**SOURCE**
--- start ---
Depends on the platform. Some focus on production, others logistics/GTM, demand/channel management, etc. or combinations of these.


Table 1 - Visibility-only Control Tower vs. Supply Chain Application Network

What’s in a Name?

This is not about whether a solution is called a Control Tower or not.
Some platforms that have Control Tower in their name have significant built-in planning and execution functionality. Some Supply Chain Application Networks have a module within their suite that has control-tower-like functionality, which provides end-to-end visibility, tightly integrated with their own planning and execution functionality, and the ability to integrate external data. That module or capability may or may not be called a ‘Control Tower’ by the solution provider. Pure visibility-only control towers have generally not succeeded in the marketplace—they have either evolved to include some application functionality or have morphed into something else altogether. Those that survived can map orders, shipments, suppliers, and parts together, and add other planning and execution functionality and analytics to that data.

Rather than seeing a black and white distinction between visibility-only control towers and supply chain application network, solutions can be viewed as sitting along a spectrum from having less to more functionality and intelligence embedded in the platform. To understand this spectrum, it is useful to look at what data is needed, what intelligence is needed, and where that data and intelligence resides.
--- end ---
**DATA PROVIDED**
--- start ---
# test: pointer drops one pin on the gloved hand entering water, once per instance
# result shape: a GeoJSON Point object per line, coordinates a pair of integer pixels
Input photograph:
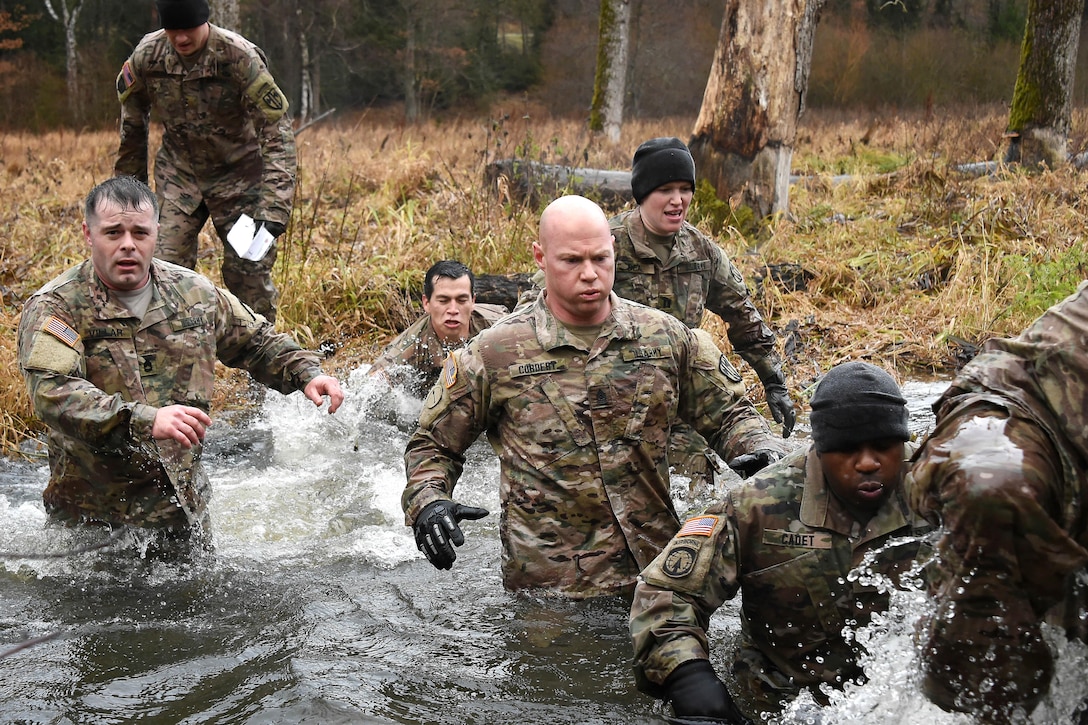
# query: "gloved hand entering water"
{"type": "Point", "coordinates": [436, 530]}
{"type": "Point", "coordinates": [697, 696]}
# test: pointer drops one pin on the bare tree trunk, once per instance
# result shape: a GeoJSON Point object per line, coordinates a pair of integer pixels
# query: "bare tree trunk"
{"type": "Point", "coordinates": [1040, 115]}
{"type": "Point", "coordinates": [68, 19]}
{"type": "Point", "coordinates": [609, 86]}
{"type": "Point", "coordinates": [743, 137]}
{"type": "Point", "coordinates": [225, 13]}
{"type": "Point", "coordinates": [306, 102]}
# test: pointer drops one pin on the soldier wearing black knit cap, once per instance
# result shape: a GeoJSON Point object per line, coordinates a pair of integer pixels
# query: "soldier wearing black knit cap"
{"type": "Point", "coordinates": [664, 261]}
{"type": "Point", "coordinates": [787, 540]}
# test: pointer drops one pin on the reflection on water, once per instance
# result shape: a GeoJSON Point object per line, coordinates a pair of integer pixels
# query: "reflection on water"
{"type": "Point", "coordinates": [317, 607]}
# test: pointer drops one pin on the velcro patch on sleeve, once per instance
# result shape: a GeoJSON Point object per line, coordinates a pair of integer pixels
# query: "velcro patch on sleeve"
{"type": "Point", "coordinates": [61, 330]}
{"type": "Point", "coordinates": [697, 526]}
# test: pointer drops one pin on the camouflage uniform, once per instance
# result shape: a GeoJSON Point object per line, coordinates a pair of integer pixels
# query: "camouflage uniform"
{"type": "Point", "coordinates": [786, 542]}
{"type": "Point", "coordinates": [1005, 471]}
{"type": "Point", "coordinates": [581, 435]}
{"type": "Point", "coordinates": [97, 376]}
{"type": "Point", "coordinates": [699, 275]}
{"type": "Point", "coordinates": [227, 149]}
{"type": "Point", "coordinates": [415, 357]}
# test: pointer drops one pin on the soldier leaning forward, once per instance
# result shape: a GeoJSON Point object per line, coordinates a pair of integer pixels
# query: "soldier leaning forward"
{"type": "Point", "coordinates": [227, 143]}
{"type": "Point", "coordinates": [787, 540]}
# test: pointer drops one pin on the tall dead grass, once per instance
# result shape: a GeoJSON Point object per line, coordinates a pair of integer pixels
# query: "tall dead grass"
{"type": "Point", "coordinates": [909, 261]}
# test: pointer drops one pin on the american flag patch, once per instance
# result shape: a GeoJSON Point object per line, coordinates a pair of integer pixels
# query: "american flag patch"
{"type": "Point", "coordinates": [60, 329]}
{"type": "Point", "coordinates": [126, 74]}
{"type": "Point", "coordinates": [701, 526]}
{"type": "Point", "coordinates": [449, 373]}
--- end ---
**WHAT IS ASKED**
(A) Answer these questions from the control tower text, one line each:
(i) What have pure visibility-only control towers generally not done in the marketplace?
(ii) Which four things can the surviving control towers map together?
(iii) Instead of a black and white distinction, along what can solutions be viewed as sitting?
(B) Say whether each statement agrees with the control tower text, and support each answer with the deciding words from that text:
(i) A solution provider always calls its control-tower-like module a "Control Tower."
(ii) Some platforms with Control Tower in their name have significant built-in planning and execution functionality.
(iii) Pure visibility-only control towers have generally done well in the marketplace.
(C) Quote the part of the control tower text that begins at the words "Some platforms that" and stops after the words "to that data.".

**SOLVED PROBLEMS**
(A)
(i) They have generally not succeeded.
(ii) Orders, shipments, suppliers, and parts.
(iii) A spectrum from having less to more functionality and intelligence embedded in the platform.

(B)
(i) No: "That module or capability may or may not be called a ‘Control Tower’ by the solution provider."
(ii) Yes: "Some platforms that have Control Tower in their name have significant built-in planning and execution functionality."
(iii) No: "Pure visibility-only control towers have generally not succeeded in the marketplace"

(C)
Some platforms that have Control Tower in their name have significant built-in planning and execution functionality. Some Supply Chain Application Networks have a module within their suite that has control-tower-like functionality, which provides end-to-end visibility, tightly integrated with their own planning and execution functionality, and the ability to integrate external data. That module or capability may or may not be called a ‘Control Tower’ by the solution provider. Pure visibility-only control towers have generally not succeeded in the marketplace—they have either evolved to include some application functionality or have morphed into something else altogether. Those that survived can map orders, shipments, suppliers, and parts together, and add other planning and execution functionality and analytics to that data.